Extract the full set of records, then give each one again exactly.

(Extracted records)

===============

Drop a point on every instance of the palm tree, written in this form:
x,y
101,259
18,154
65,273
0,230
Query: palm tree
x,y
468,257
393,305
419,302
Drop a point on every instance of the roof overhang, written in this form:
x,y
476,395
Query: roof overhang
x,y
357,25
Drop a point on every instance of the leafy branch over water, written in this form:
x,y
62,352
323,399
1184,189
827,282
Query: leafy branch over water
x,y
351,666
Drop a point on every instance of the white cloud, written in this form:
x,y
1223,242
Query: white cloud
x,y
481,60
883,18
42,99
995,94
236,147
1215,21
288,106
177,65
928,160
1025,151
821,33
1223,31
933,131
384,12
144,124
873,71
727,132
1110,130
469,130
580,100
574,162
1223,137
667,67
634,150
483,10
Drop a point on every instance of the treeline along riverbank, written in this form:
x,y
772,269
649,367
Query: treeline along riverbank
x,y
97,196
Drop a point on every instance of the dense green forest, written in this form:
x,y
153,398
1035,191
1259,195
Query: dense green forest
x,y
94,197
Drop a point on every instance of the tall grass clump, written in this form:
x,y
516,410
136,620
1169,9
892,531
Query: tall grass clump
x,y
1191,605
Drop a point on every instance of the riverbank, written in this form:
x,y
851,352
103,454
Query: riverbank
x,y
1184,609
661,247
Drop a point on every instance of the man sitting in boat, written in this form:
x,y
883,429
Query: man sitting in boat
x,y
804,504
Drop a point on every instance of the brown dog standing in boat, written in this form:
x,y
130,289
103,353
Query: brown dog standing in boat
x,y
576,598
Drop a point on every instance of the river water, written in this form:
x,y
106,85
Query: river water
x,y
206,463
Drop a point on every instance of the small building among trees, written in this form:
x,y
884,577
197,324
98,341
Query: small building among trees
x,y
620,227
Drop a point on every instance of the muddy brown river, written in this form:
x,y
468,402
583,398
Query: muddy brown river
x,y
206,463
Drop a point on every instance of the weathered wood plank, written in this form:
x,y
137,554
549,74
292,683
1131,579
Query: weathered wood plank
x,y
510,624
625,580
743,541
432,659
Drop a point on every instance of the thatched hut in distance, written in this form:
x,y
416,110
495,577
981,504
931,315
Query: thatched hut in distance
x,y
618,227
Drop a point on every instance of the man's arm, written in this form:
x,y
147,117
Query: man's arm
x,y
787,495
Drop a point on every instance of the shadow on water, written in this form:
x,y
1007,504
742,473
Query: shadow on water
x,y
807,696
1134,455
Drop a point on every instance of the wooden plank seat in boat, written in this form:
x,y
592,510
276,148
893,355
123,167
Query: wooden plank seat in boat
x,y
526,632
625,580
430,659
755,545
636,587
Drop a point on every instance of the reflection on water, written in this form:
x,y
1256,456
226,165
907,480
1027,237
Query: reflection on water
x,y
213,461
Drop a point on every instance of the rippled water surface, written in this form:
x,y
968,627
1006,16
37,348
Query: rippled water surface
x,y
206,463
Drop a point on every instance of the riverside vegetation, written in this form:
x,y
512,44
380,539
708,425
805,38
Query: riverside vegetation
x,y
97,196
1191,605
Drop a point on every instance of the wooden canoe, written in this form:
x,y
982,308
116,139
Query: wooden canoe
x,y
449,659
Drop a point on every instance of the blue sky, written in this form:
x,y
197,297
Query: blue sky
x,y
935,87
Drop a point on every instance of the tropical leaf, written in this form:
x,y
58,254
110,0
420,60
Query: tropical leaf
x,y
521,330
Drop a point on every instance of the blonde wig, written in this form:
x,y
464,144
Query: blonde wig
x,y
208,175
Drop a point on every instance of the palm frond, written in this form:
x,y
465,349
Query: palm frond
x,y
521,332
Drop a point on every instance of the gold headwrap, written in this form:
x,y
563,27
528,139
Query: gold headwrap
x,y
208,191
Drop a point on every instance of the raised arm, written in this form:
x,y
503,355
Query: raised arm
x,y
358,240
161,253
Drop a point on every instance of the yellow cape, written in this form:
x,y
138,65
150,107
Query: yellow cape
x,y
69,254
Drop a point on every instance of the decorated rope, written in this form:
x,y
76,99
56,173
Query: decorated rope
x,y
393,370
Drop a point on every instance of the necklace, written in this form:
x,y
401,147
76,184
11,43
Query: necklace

===============

## [Result of this task]
Drop a point on every instance of the palm tree, written in this form:
x,y
101,259
18,154
65,273
0,230
Query: palm tree
x,y
468,257
393,305
419,302
Drop a point on every instance of the roof overhang, written in this form:
x,y
476,395
Query: roof overhang
x,y
357,25
Drop a point on every instance of the leafy branch over water, written in this form:
x,y
62,352
323,399
1184,189
827,282
Query: leafy branch over water
x,y
351,666
Drop a point on every instance of the white cloud, written in this form:
x,y
1223,242
Query: white cloud
x,y
481,60
883,18
42,99
995,94
236,147
1215,21
288,106
177,65
928,160
1025,151
821,33
1223,31
933,131
384,12
144,124
873,71
727,132
1110,130
469,130
580,100
574,162
1223,137
667,67
634,150
483,10
Drop a point on every instance of the treeline along riverbank, written in this form:
x,y
772,269
649,367
Query: treeline along riverbank
x,y
97,196
Drop a point on every instance of the dense green forest, written in this form:
x,y
153,398
1035,191
1259,195
Query: dense green forest
x,y
94,197
Drop a point on every instance of the tall grass clump, written in this form:
x,y
516,410
136,620
1169,9
892,531
Query: tall grass clump
x,y
1191,605
Drop a point on every instance of the riverbank, written in this form:
x,y
851,352
103,454
Query: riverbank
x,y
1184,609
661,247
Drop a point on every instance of the man sitting in boat, written in this form:
x,y
883,429
Query: man sitting in boat
x,y
804,504
Drop a point on every instance of the brown dog standing in boat, written in this form:
x,y
130,289
103,353
Query: brown dog standing in boat
x,y
576,598
Drop a point on every instance of the river water, written in this form:
x,y
106,85
Query: river water
x,y
206,463
Drop a point on every instance of the small building among trees, written in this form:
x,y
884,577
197,324
98,341
Query: small building among trees
x,y
620,227
Drop a point on every instance of the muddy brown river, written in this form:
x,y
468,402
583,398
Query: muddy brown river
x,y
206,463
Drop a point on every instance of the weathered wood plank, written in this form:
x,y
137,554
549,74
292,683
1131,579
Query: weathered wood plank
x,y
510,624
625,580
743,541
432,659
Drop a point on every instance of the thatched hut in distance, written in this form:
x,y
416,110
495,577
981,504
931,315
Query: thatched hut in distance
x,y
618,227
Drop a point on every instance of the man's arm, written in this form:
x,y
147,117
Query: man's arm
x,y
787,495
Drop a point on every instance of the shadow on water, written in this form:
x,y
1007,504
742,473
Query: shadow on water
x,y
807,696
1134,455
Drop a point on every instance of the wooden plank seat in boat, written in this form:
x,y
592,510
276,148
893,355
123,167
Query: wooden plank seat in boat
x,y
526,632
625,580
430,659
755,545
636,587
Drop a point on every instance of the reflection on water, written in this form:
x,y
1256,456
226,165
907,480
1027,237
Query: reflection on water
x,y
213,461
Drop a point on every instance of the rippled water surface, written in this form:
x,y
968,627
1006,16
37,348
Query: rippled water surface
x,y
206,463
Drop a point on every instance of the riverside vegetation, written in this form:
x,y
512,44
380,539
708,425
805,38
Query: riverside vegetation
x,y
97,196
1191,605
Drop a point on every instance of the wooden canoe, written in this form:
x,y
982,308
116,139
Query: wooden canoe
x,y
449,659
Drop a point on every instance of the blue sky, written in this form:
x,y
197,297
Query: blue sky
x,y
935,87
Drop a point on every instance of the tropical leaf, written in this form:
x,y
58,254
110,0
420,60
Query: tropical leaf
x,y
521,330
Drop a point on every instance of the blonde wig, written in this form:
x,y
464,144
Query: blonde wig
x,y
208,175
Drop a point on every instance of the palm frond, written in this form:
x,y
465,349
Query: palm frond
x,y
521,332
Drop a point on every instance of the gold headwrap, written in this form:
x,y
563,27
528,139
Query: gold headwrap
x,y
208,191
Drop a point on every instance of the raised arm, written in this form:
x,y
503,355
Query: raised arm
x,y
358,240
161,253
Drop a point on every instance of the yellow cape, written in this form:
x,y
138,65
150,107
Query: yellow cape
x,y
69,254
Drop a point on every instance of the decorated rope, written in this form:
x,y
76,99
56,173
Query: decorated rope
x,y
393,370
Drop a point on every instance of the necklace, written in this form:
x,y
401,147
76,184
11,43
Query: necklace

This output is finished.